--- START OF Reading passage ---

In similar fashion, leaving the tail and topping off of a fly does not change the fly into a new fly or into an already existing fly of a different name. It is still the original fly tied as a variation. There is nothing wrong with doing so; however, the tyer should acknowledge that it is a variation of the fly and not call it the name of a different fly.
Nit-picker, no. A stickler for accurately naming a fly, yes. Otherwise, confusion reigns and we have no way of knowing what someone was using if he says he was using a Purple Emperor instead of a Neuron Cherry Bomb Spey.
Who ARE you?
I found your comments to me in your last post some of the condescending piffle I've ever read.
Do you think I needed a lesson on the taxonomy and/or morphology on the Green Butt Bear vd the Green Bunk Skunk?
How patronizing of you!
Humbug on sticklers and wind-bags, say I.
Cmon Igor. We do not need flame wars on this site. Not one of your posts has been on the constructive side since you joined the forum. If you have a personal beef with Flytyer lets keep it off the site.
Flytyer acknowledged his err in tone to pastord, (if you knew Flytyer you would know his point was not to knock pastords ties in the least) what else do you want?
If you look at the history of this forum we are all a civil bunch and respect EVERY tyers work.
It is only a web forum. Please try not to take it so personal. No malice was intended on anyone's part.
Lets get back to tying,
-sean (FFF admin)
I agree completely. I've always valued the tone of friendship and helpfulness of this site. It's unique. People have always seemed to go out of their way when there are differences of opinion to avoid the type of nasty confrontation that's so prevalent on so many other sites. There are differences, sometimes great areas of disagreement, but the participants have always seemed to not want to compromize the site. Lets keep it that way.

--- END OF Reading passage ---

§ Your goal: Duplicate the part of the fly-tying forum thread above between "Flytyer acknowledged his" and "do you want?", inclusive, word for word.

--- START OF Given information ---

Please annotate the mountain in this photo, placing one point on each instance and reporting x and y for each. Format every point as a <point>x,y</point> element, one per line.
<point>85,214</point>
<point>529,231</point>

--- END OF Given information ---

§ Answer below:
Flytyer acknowledged his err in tone to pastord, (if you knew Flytyer you would know his point was not to knock pastords ties in the least) what else do you want?